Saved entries
***

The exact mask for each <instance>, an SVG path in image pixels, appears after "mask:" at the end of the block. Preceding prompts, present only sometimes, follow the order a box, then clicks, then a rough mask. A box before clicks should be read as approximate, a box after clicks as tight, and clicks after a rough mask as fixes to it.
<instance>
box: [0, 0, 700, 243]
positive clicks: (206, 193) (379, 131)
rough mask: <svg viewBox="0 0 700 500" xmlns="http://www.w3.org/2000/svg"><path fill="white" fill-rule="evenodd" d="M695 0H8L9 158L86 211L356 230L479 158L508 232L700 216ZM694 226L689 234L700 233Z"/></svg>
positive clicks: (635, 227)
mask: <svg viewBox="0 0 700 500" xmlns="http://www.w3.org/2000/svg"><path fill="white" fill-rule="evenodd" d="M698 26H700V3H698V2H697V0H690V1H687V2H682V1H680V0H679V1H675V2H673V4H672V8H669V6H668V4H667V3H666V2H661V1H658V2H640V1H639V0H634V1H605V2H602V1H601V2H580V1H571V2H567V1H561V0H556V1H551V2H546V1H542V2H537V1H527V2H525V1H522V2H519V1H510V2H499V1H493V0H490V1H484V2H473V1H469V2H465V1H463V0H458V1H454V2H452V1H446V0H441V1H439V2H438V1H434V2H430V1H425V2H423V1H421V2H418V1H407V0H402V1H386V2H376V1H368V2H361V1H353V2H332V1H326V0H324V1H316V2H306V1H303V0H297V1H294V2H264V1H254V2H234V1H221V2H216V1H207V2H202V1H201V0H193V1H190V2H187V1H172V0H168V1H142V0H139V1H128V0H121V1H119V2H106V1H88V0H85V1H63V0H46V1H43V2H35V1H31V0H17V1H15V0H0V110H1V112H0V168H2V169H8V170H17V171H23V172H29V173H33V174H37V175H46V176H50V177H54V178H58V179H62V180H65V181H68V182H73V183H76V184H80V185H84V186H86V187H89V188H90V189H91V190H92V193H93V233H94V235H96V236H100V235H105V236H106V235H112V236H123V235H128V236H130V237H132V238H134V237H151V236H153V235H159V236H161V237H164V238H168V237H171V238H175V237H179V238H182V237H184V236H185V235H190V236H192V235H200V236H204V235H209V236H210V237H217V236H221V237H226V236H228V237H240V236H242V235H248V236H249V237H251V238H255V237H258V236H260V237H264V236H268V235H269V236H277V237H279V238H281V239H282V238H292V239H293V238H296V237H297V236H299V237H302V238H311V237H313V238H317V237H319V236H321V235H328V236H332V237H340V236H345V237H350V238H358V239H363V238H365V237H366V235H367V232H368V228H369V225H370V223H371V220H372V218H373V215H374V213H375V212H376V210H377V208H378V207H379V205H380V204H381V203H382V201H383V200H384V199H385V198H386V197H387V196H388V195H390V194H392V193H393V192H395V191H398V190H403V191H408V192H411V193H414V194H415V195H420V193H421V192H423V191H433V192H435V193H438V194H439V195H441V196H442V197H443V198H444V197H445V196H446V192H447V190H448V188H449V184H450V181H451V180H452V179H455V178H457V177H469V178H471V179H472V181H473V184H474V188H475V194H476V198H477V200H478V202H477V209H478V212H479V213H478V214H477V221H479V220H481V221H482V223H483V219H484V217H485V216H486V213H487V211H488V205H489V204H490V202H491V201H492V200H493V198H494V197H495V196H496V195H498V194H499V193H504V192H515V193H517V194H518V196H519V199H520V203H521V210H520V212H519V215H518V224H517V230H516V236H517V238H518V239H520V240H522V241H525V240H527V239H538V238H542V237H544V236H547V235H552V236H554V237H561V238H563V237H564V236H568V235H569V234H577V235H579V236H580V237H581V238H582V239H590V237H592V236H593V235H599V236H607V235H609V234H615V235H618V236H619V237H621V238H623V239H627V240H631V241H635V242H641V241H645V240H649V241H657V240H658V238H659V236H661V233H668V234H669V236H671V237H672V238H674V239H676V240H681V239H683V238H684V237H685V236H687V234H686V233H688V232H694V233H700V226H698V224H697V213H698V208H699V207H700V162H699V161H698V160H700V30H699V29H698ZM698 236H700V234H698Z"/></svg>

***

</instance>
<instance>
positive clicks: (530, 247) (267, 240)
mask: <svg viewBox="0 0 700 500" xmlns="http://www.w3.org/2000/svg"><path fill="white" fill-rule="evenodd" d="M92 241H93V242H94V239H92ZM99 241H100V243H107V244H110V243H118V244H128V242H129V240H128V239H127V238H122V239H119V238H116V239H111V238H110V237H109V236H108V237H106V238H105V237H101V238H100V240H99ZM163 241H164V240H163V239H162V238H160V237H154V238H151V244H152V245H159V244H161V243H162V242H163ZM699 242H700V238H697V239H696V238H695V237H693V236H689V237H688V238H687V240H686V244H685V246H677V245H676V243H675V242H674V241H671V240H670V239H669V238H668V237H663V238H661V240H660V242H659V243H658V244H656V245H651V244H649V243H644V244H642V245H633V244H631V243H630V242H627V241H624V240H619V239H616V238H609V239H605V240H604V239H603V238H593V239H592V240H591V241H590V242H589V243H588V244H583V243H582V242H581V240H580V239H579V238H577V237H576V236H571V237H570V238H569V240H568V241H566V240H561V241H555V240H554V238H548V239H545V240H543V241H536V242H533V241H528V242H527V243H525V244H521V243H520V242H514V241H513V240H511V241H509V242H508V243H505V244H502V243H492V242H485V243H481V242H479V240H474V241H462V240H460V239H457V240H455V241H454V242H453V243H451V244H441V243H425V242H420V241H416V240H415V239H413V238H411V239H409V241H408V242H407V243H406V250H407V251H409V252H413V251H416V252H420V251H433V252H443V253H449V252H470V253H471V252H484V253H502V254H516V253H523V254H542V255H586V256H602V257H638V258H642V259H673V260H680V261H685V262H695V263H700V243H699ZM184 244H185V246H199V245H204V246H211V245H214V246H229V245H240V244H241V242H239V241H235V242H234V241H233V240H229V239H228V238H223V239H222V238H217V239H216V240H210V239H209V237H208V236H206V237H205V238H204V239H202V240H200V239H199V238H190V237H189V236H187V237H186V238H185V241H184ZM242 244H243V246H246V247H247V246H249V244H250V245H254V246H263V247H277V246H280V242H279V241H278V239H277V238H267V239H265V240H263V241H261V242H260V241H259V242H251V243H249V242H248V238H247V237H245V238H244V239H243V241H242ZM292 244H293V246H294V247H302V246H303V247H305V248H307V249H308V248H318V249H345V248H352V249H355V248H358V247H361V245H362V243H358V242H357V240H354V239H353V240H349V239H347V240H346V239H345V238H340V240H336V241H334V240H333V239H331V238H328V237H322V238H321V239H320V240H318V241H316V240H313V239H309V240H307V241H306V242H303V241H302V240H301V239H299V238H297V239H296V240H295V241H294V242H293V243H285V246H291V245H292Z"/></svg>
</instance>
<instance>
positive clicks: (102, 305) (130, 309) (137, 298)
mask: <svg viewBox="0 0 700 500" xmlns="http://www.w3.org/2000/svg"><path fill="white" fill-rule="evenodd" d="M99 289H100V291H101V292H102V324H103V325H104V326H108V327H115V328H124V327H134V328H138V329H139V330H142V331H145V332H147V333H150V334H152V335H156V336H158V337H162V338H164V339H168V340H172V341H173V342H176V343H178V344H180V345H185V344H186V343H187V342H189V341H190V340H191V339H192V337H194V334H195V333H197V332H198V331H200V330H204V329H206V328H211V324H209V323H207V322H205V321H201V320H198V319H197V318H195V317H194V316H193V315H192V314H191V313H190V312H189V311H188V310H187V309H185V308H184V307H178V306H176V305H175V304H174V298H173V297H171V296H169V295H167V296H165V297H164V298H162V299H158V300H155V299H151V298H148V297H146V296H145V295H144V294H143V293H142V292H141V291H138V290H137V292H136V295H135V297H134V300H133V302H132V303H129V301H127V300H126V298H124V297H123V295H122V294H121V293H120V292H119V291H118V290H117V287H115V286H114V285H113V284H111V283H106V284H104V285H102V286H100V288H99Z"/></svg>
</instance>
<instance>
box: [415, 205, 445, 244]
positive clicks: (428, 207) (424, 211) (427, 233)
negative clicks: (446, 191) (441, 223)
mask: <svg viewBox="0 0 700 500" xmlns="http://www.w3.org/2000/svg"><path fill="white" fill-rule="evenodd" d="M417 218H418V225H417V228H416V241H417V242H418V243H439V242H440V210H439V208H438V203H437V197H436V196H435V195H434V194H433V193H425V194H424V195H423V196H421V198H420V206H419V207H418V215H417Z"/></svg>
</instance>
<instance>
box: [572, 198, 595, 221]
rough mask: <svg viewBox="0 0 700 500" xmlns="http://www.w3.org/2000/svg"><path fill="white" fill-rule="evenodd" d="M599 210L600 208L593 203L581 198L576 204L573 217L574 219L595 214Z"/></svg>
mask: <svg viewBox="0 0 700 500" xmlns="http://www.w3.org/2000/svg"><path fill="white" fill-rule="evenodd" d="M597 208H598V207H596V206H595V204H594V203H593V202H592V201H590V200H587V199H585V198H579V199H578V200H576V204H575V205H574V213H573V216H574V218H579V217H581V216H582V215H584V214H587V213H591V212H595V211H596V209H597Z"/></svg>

***

Take the lines above from the one containing "The exact mask" down to the one containing "box: [0, 0, 700, 243]", and transcribe them exactly, both ends included.

■ **RESPONSE BOX**:
The exact mask for each <instance>, an SVG path in image pixels, appears after "mask:" at the end of the block. Preceding prompts, present only sometimes, follow the order a box, then clicks, then a rough mask. A box before clicks should be read as approximate, a box after clicks as tight, and clicks after a rough mask as fixes to it.
<instance>
box: [0, 0, 700, 243]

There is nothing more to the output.